+++ STUDY TEXT

- Todman, 1982 by Kim Sargent
- Born: Frances Holmes Burson July 25, 1926 Jackson County, Georgia, US
- Died: January 23, 2008 (aged 81) New York City, US
- Other names: Fran Todman
- Education: Chevy Chase Junior College Barmore Junior College
- Occupation: Philanthropist
- Years active: 1978–2000
- Spouse: William Selden Todman ​ ​(m. 1950; died 1979)​
- Children: 2; including Bill Todman Jr.

= Frances Todman =

American philanthropist

Frances Holmes Todman (née Burson; July 25, 1926 – January 23, 2008) was an American philanthropist who raised and donated money for numerous educational, charitable, and health organizations. She was affiliated with the Retina Foundation for over 20 years.

==Early life, education, and family==
Frances Holmes Burson was born on July 25, 1926, in Jackson County, Georgia, to Fanette Lee "Fannie" (née Wood) and Lucius Holmes Burson. Her parents separated shortly after her birth, divorcing in 1932, and Burson grew up in the home of her maternal grandparents, Lutie Pearl (née Simmons, Wood) and William S. Thrasher.

Burson attended Orlando High School, graduating in 1944. She graduated from Chevy Chase Junior College in Chevy Chase, Maryland, in 1946. She went on to study journalism at Barmore Junior College in New York City. During her schooling in New York, she worked for an advertising agency and then did modeling and make-up classes for Richard Hudnut Cosmetics.

On December 17, 1950, at the St. Regis New York, she married William Selden Todman, a television and radio producer of Goodson-Todman Productions. After their marriage, the couple made their home in Westchester County, New York, where they raised two children, William Jr. and Lisa. In 1974, they moved to Palm Springs, Florida, for the winter season.

++++++

## [TASK TO CARRY OUT]
Copy out the whole Frances Todman biography above word for word, leaving nothing out.

+++ STORED DATA

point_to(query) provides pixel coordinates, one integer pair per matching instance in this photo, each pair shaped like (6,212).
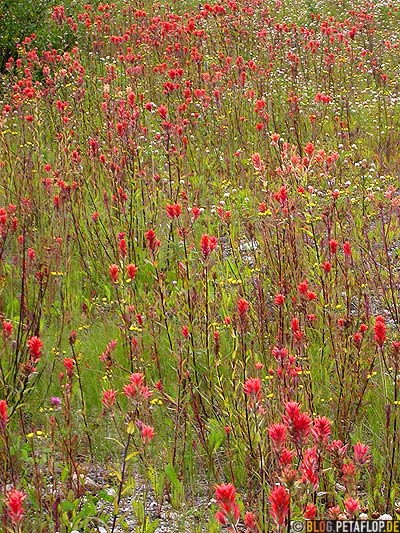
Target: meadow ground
(199,264)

++++++

## [TASK ANSWER]
- Todman, 1982 by Kim Sargent
- Born: Frances Holmes Burson July 25, 1926 Jackson County, Georgia, US
- Died: January 23, 2008 (aged 81) New York City, US
- Other names: Fran Todman
- Education: Chevy Chase Junior College Barmore Junior College
- Occupation: Philanthropist
- Years active: 1978–2000
- Spouse: William Selden Todman ​ ​(m. 1950; died 1979)​
- Children: 2; including Bill Todman Jr.

= Frances Todman =

American philanthropist

Frances Holmes Todman (née Burson; July 25, 1926 – January 23, 2008) was an American philanthropist who raised and donated money for numerous educational, charitable, and health organizations. She was affiliated with the Retina Foundation for over 20 years.

==Early life, education, and family==
Frances Holmes Burson was born on July 25, 1926, in Jackson County, Georgia, to Fanette Lee "Fannie" (née Wood) and Lucius Holmes Burson. Her parents separated shortly after her birth, divorcing in 1932, and Burson grew up in the home of her maternal grandparents, Lutie Pearl (née Simmons, Wood) and William S. Thrasher.

Burson attended Orlando High School, graduating in 1944. She graduated from Chevy Chase Junior College in Chevy Chase, Maryland, in 1946. She went on to study journalism at Barmore Junior College in New York City. During her schooling in New York, she worked for an advertising agency and then did modeling and make-up classes for Richard Hudnut Cosmetics.

On December 17, 1950, at the St. Regis New York, she married William Selden Todman, a television and radio producer of Goodson-Todman Productions. After their marriage, the couple made their home in Westchester County, New York, where they raised two children, William Jr. and Lisa. In 1974, they moved to Palm Springs, Florida, for the winter season.